Our vision does not depend solely on the simple detection of different patterns and wavelengths (colours) of light. Our eyes sense the environment around us and our brain interprets this information to make judgements about the nature of objects, their position in space, movement, significance and familiarity to us.

The human eye is designed to focus light onto the retina. The light-sensitive cells of the retina are rod photoreceptors, responsible for night vision, and cone photoreceptors, responsible for colour vision and reading. These photoreceptors convey information to nerve cells in the retina that are much like nerve cells in the rest of the brain. Regarded as part of our central nervous systems, the neural circuitry of the retina provides some insight into how the brain works. The image shows light sensitive photoreceptor cells in the mammalian retina (blue), different types of nerve cells that connect with the photoreceptors and process colour and luminance information (red, green, yellow) and the organisation of the synaptic layers in the retina (red lamination).

The Human Genome Project has informed scientists about the DNA sequences that instruct the developing embryo to form a normal visual system. We also know about some of the differences between individuals in their DNA code that influence normal variations, such as iris colour and refractive error (short or long-sightedness). An individual’s DNA can now be sequenced to work out their future risk of eye disease or the cause of an inherited visual disorder.

BVI researchers led by Denize Atan are investigating the identity and function of genes that influence the normal development of our eyes and visual system, and what happens to our vision when these genes are faulty. This research is particularly focused on understanding the wiring of neural circuitry within the retina and what this can tell us about the rest of the brain. By taking a molecular approach and looking inside cells and our DNA to identify the processes that influence our vision of the world, this research hopes to further our understanding of retinal development.

What you should do: Write out the passage on vision and the retina word for word, from "Our vision does" up to and including "familiarity to us.".

Recorded information:
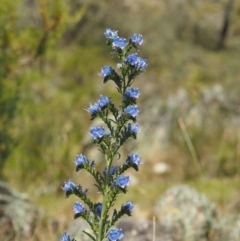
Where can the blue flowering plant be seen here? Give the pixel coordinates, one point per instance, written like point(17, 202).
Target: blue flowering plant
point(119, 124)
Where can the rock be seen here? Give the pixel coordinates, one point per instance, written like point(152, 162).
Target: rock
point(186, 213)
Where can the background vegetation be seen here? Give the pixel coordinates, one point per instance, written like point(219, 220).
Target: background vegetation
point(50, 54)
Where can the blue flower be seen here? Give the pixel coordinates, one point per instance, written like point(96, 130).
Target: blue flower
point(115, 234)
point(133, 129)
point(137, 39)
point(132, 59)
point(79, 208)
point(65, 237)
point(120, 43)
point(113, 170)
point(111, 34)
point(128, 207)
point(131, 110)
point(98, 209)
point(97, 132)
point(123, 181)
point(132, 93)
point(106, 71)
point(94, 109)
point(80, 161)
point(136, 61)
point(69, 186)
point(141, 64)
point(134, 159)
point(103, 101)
...
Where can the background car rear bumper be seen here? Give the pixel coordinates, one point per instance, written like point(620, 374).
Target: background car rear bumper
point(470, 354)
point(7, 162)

Response below:
Our vision does not depend solely on the simple detection of different patterns and wavelengths (colours) of light. Our eyes sense the environment around us and our brain interprets this information to make judgements about the nature of objects, their position in space, movement, significance and familiarity to us.